◆ **Your assignment**: Set all of the entries down again precisely as they are written.

Point localization data
━━━━

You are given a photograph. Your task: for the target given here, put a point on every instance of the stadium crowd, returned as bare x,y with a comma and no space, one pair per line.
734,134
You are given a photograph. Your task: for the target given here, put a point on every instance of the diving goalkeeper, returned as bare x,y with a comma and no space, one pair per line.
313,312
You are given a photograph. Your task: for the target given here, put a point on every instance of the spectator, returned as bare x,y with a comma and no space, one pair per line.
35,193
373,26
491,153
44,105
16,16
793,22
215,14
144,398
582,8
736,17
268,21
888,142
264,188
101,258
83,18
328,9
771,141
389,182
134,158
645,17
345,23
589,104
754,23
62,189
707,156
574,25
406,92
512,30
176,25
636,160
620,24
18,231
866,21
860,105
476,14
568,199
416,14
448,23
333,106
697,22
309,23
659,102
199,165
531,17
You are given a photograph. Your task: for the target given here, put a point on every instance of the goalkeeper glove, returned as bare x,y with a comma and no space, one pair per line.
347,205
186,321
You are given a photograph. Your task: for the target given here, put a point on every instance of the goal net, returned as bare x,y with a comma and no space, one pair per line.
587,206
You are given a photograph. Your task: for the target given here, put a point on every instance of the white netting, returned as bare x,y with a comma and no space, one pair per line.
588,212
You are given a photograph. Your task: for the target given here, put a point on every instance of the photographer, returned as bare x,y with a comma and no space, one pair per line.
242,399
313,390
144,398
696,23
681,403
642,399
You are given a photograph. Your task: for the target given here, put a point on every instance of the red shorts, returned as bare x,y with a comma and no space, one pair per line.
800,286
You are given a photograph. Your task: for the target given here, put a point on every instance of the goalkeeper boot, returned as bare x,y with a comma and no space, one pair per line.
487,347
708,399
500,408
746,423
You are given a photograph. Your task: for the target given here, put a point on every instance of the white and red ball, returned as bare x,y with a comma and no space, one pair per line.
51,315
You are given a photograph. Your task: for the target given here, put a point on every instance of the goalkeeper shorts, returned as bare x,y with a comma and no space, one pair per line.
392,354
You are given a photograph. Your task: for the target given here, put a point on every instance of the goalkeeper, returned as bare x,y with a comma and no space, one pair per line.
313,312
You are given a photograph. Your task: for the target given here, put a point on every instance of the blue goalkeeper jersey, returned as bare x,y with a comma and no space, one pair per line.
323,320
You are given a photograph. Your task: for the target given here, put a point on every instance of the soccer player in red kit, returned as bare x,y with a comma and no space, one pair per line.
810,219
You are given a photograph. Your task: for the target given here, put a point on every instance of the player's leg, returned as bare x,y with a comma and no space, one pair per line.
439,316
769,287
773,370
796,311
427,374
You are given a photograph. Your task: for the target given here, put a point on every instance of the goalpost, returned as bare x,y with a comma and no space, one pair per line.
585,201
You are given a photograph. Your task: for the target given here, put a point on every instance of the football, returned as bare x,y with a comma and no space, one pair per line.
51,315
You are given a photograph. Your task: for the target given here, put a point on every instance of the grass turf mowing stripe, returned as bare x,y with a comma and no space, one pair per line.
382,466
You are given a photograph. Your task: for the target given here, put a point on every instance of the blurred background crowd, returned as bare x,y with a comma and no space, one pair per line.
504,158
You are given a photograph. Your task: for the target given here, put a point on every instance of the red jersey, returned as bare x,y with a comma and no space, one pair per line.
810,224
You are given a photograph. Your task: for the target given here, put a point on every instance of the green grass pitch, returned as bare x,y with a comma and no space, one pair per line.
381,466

━━━━

◆ **Answer to this task**:
You are given a photograph. Your task: for the target given here, put a point on every instance of the stadium crowd, returned as bare x,y with a comma and no space, one pair per line.
734,134
You are given a photograph. Your task: for the target given here, put a point on every instance of the diving goalkeeper, returned as bare x,y with a comma and no space, one pair per line.
313,312
You are given a photograph. Your task: for the target given here, put a point on every instance of the spectator, returned as bare x,y with a comma and no space, one pair per line.
35,193
373,26
491,153
44,105
16,16
793,22
215,14
144,398
582,8
736,17
268,21
888,142
264,188
101,258
83,18
328,9
771,141
389,182
134,158
645,17
345,23
589,104
754,23
62,189
707,156
574,25
406,92
512,30
176,25
636,160
620,24
18,231
866,21
860,105
476,14
568,199
416,14
448,23
333,106
697,22
309,23
659,102
199,165
531,17
You are given a photograph. Your task: for the target given here, put a point on every instance of the goalkeeper glove, returned as bare x,y with a comma and no space, one pair per line.
347,205
186,321
You are given a photograph. Your task: for the target given here, put a point on every instance of the goal net, returned as bare x,y with a comma and no space, one pair per line.
587,206
You are given a photograph. Your task: for the target given here, put a point on every instance of the white netting, returned as bare x,y with a comma and no space, one pair per line.
588,212
You are given a photograph. Your task: for the target given here, put a point on every instance of the photographer, returned as bare x,y with a comma and no space, one pair per line.
242,399
313,390
144,398
696,23
681,403
642,399
You are given a photograph. Your task: for the target given here, put a point on every instance of the red shorts, returned as bare x,y with a comma and no space, one pair per line.
800,286
You are given a photograph. Your task: for the target given here, put a point on every instance of the goalkeeper boot, returned as bare x,y with a comma and no space, one pair per line.
487,347
708,399
500,408
746,423
You are given a photograph. Your task: for the target given here, put a point on every instance of the white and red ball, returned as bare x,y with a comma and no space, one pair per line.
51,315
You are given a photograph. Your task: for the target given here, put a point on every instance of the goalkeeper shorts, returned as bare x,y with a comma and no space, one pair per line.
392,354
You are given a photograph. Your task: for the target given here, put a point on every instance of the goalkeeper, returned as bare x,y with a comma and no space, one pair per line.
313,312
You are given a photograph. Your task: for the target given here, put a point on every instance of the blue goalkeeper jersey, returned as bare x,y with a comma and no space, one pair per line.
323,320
You are given a photograph. Your task: for the target given here, put a point on every instance of the soccer player in red kit, returned as bare x,y with a comma and no space, one pair per line.
810,219
You are given a photograph. Your task: for the target given here, put a point on every instance of the player's leg, returned as bare x,y with a comma and no space, one pair per line.
439,316
769,287
773,370
796,311
427,374
You are given a photograph. Your task: for the target given here, put a point on every instance of the goalpost, returned as bare x,y with a comma and no space, one pair per line.
585,201
You are given a photograph. Your task: for the target given here, put a point on every instance of the football, returned as bare x,y with a comma and no space, one pair per line.
51,315
You are given a photograph. Your task: for the target given here, put a point on every instance of the grass turf mowing stripe, returned as bare x,y with a comma and no space, one pair per line.
382,466
You are given a photograph. Your task: for the target given here, put a point on every instance of the blurred background crowd, returned as bare x,y with a comma and no space, one pair per line.
504,158
You are given a photograph. Your task: for the target given here, put a point on every instance of the red jersey, returned as bare x,y with a comma and no space, one pair per line.
810,224
You are given a photograph. Your task: for the target given here, put a point on every instance of the green grass pitch, returned as bare x,y with a comma and no space, one pair per line.
381,466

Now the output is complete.